PROVIDED PASSAGE:
>> BEGIN

It seems that Washington decided to take steps in advance to ensure competitive advantages for itself for the time when a strategic military component inevitably emerges in its relations with China. Politicians and the military in the US are getting more and more obsessed with the idea of gaining a footing in the Asia-Pacific region in order to get control over “sea lanes” through which oil and liquefied gas are shipped to China.

Can it be that Washington is concerned about the threat of pirates – those mysterious Somali pirates who emerged from God knows where? Does Washington want to protect Chinese sea-borne oil supplies in order for the Chinese people to use energy recources for manufacturing of motherboards, sport shoes and toys for children?

Or maybe America hopes to ensure the security of trade operations in the name of the rapidly growing Chinese GDP by patrolling the sea lanes through which China receives raw materials and energy carriers? Not at all! “My guidance is clear,” Obama declared in Canberra. “As we plan and budget for the future, we will allocate the resources necessary to maintain our strong military presence in this region.” In her turn, US State Secretary Hillary Clinton, in an interview with the Foreign Policy magazine, spoke almost in the style of confessional prose that now economically weakened America is not capable of being a dominating power in several regions of the world at the same time.

While America was fighting two wars – in Iraq and Afghanistan – China “had the leeway to expand its influence in the (Asian Pacific) region”, Klare notes. “For the first time since the end of World War II, Washington is no longer the dominant economic actor there”, which is why in order to maintain its position the US has to “restore its primacy in the region and roll back Chinese influence”.

In his turn, William Pfaff, an American political writer in his typical tart-tongued manner wrote that in his manifesto Obama “proclaimed Pax Americana for Asia”. For Pfaff this is “absurd”, because it will be gradually reduced to “suppressing China’s attempt to reclaim the Asian preeminence it held for thousands of years”.

What can become an apple of discord, a cause for war between the two giants divided by the Pacific Ocean? Pfaff ponders this question: “A war for industrial domination in the world – but what does it actually mean and was it is worth? Bragging rights who is the top nation? That is what Washington seems to care about”. But in the end Pfaff concludes that the only thing the two powers may drift into confrontation over is raw materials.

Over the last few decades the US, which accounts for 5% of the global population, has been consuming about 40% of all natural resources of the planet. At the same time it is becoming more difficult for the West to get access to raw materials, in particular to energy carriers, which are the economy’s “circulatory system”.

>> END

Rows from a dataset:
>> BEGIN

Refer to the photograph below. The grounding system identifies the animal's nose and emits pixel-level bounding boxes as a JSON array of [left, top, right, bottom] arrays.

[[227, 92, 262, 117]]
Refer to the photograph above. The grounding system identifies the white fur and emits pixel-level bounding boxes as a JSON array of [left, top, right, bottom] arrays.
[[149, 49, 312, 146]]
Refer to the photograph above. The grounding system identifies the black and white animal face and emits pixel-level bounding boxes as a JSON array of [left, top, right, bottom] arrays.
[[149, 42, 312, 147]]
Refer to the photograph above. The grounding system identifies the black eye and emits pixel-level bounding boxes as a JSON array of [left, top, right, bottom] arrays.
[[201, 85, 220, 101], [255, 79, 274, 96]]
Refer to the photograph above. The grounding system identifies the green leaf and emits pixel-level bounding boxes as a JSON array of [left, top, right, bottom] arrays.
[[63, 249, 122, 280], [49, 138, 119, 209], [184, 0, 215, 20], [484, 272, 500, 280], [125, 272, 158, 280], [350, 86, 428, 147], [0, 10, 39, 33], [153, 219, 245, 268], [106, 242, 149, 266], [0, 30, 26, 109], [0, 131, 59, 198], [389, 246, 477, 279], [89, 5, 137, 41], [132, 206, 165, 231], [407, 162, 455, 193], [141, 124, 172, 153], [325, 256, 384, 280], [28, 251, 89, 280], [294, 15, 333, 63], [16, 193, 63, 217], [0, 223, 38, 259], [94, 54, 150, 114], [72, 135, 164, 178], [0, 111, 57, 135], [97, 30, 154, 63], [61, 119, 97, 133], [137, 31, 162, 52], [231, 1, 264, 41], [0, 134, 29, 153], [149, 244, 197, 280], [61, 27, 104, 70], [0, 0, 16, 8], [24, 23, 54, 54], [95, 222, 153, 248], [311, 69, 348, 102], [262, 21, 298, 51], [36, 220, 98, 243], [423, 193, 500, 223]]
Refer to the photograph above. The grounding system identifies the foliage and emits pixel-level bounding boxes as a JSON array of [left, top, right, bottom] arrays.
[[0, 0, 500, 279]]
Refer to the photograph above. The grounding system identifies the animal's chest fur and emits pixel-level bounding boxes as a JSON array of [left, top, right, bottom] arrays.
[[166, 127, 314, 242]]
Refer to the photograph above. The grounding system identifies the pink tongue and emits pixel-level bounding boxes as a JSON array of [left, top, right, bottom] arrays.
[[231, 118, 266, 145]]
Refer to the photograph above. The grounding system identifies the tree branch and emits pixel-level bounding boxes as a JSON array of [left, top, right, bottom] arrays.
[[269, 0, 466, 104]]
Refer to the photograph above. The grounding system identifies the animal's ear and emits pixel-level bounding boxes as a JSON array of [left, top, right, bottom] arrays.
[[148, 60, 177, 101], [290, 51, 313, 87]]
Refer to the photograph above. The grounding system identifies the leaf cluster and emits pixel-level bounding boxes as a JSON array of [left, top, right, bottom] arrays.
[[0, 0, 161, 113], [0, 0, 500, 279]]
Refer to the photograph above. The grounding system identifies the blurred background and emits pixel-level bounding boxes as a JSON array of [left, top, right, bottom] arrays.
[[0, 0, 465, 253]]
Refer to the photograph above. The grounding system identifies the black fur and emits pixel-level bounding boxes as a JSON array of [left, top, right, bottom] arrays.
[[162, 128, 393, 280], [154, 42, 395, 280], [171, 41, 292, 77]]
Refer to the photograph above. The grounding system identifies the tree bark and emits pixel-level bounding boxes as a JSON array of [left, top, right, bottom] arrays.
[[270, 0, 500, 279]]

>> END

TASK SET:
1. Please answer these from the passage on US-China relations:
(a) In which city did Obama say "My guidance is clear"?
(b) Which two wars was America fighting while China expanded its influence in the region?
(c) About what share of the planet's natural resources has the US been consuming over the last few decades?
2. Continue the passage on US-China relations from its last sentence.

REPLIES:
1.
(a) Canberra
(b) Iraq and Afghanistan
(c) About 40%

2.
On the one hand, after many years of use traditional oil and gas fields become exhausted, while new “Eldorados” of raw materials are located deep in the permafrost area or on the Arctic shelf, which makes their production much more expensive. There won’t be cheap oil and gas anymore.

On the other hand, all over the world Western and transnational energy corporations are losing ground, because the developing countries, where the main energy resources are located, are conducting nationalization of these resources in order to get a guaranteed source of income from exports. Russia is not an exception to the rule; it has learned a lesson from the poor experience of the 1990s when many production share agreements were signed with Western transnational corporations.

Russian authorities did not use any tough measures (there were no corporate raids, no assault landings), everything was done in the form of juridically binding agreements. It is remarkable that our contract partners who produced oil and gas on Sakhalin put their pride in their pockets. They silently agreed to change the one-sided terms of the Sakhalin production sharing agreement, understanding that it was inevitable, and remained in the project.

The doctrine proclaimed by Obama may lead not only to lawsuits but also to “gunboat diplomacy” of the 19th century variety and “aircraft carrier diplomacy” of the 20th century one. On November 18, before the US president’s speech in Canberra, the “Manila declaration” was signed, which envisaged closer military and technical cooperation with the Philippines. At the same time the White House unveiled plans to supply 24 F-16 jet fighters to Indonesia and Hillary Clinton visited Burma (the first time in 56 years), a country which is in the sphere of China’s vital interests. Moreover, Washington is considering how to intensify military contacts and cooperation in the defense industry with such countries as Singapore, Thailand and Vietnam – all of which countries are situated along the sea lanes for shipping oil to China.

The statement that the ongoing rivalry for raw materials is the real motive of US military expansion in Asia can be proved (although not directly) by the following statistics. In 2011, the US consumed 19.6 million barrels of oil daily, which included 9 million barrels of American oil and 10 million of imported oil. Dependency on imported oil was an everlasting headache for Washington. To ensure safe oil shipments the US has maintained relations on preferential terms with the monarchies and authoritarian regimes on the Middle East, equipped the armies and security forces of those countries, trained and brainwashed (when it was possible) local officials, and recruited agents of influence.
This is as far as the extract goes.